◆ **Source extract**
*-*-*

The bike helmet should sit level across the middle of the forehead, no more than 1″ above the eyebrows. If the helmet sits high on the forehead or moves more than 1″ when you push the helmet from side to side or front to back, you need to adjust the fit or you may need to buy a different size. You might also consider gloves, elbow- and shinguards and knee pads. Be sure shoelaces are tucked out of the way and avoid loose pant legs.

You will need a proper location to teach your child to ride a bike. Choose a traffic-free area where a child can learn to ride safely. Find a place that is large, flat, smooth and paved. This location might be a driveway, park path, school blacktop or empty parking lot. Empty tennis or basketball courts can also work well.

Finally, you will need to prepare the bike properly. The following is a list of proper preparation steps. 

  • Remove the training wheels. Training wheels help kids grow accustomed to sitting on a bike and using their legs to pedal, but they won’t help them learn to balance. In fact, many professionals dislike training wheels because they teach bad steering habits from the start. 
  • Remove the pedals and lower the seat: This allows kids to sit upright with their legs straight and their feet flat on the ground. The goal is to help them feel more comfortable and steady as they begin learning balance. (Note: Pedals can be removed most easily using a pedal wrench.)
  • Properly inflate the bike tires. The bicycle will roll more smoothly and your child will have an easier time coasting when bike tires are inflated to the correct pressure. Look for the recommended tire pressure printed on tire sidewalls.

You are now ready to teach your child to ride using the pedal-less method. 

Look, Ma! No Pedals! 

This method is preferred by many, because this is the easiest way to teach your child balance. It is also best for a particularly anxious child because they will feel like they have more control if you teach them to balance first.

*-*-*

◆ **Your task**
Print the passage of the bike-riding text between "You will need a" and "from the start.", inclusive, with the wording unchanged.

◆ **Information supplied**
*-*-*

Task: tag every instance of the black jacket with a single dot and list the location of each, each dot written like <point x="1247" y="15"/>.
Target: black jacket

*-*-*

◆ **Task result**
You will need a proper location to teach your child to ride a bike. Choose a traffic-free area where a child can learn to ride safely. Find a place that is large, flat, smooth and paved. This location might be a driveway, park path, school blacktop or empty parking lot. Empty tennis or basketball courts can also work well.

Finally, you will need to prepare the bike properly. The following is a list of proper preparation steps. 

  • Remove the training wheels. Training wheels help kids grow accustomed to sitting on a bike and using their legs to pedal, but they won’t help them learn to balance. In fact, many professionals dislike training wheels because they teach bad steering habits from the start.